PROBLEM TO WORK ON: Wherever the word "Target" appears in a line of the records, copy that line.
☆ ☆ ☆
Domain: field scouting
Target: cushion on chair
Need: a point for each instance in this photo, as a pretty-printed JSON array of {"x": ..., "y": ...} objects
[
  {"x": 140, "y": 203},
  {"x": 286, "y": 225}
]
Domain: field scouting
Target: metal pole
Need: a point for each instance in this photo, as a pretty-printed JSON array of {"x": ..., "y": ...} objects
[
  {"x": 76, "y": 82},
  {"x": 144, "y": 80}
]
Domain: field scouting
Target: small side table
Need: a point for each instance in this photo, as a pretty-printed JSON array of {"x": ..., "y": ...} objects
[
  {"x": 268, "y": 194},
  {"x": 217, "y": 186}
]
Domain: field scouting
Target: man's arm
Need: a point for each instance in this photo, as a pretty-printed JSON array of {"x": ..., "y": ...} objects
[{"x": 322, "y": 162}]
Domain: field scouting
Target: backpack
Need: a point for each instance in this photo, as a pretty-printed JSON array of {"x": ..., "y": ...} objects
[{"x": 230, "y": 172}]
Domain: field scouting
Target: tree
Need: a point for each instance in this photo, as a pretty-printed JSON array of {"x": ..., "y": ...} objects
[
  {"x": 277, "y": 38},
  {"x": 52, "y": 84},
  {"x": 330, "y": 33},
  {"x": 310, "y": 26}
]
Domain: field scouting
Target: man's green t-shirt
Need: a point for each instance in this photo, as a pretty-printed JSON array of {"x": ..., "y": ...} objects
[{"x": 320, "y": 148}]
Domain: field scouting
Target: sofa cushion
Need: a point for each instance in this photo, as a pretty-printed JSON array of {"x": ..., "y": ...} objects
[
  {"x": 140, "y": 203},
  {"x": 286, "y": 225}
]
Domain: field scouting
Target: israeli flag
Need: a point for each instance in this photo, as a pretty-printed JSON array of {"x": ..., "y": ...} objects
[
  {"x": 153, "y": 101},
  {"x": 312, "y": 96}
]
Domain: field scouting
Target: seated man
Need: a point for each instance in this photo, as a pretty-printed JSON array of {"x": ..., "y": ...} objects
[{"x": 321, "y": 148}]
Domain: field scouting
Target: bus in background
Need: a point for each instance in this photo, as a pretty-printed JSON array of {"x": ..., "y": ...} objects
☆ ☆ ☆
SOLUTION FOR THIS EXERCISE:
Target: cushion on chair
Target: metal pole
Target: small side table
Target: man's arm
Target: backpack
Target: tree
Target: man's green t-shirt
Target: sofa cushion
Target: israeli flag
Target: seated man
Target: bus in background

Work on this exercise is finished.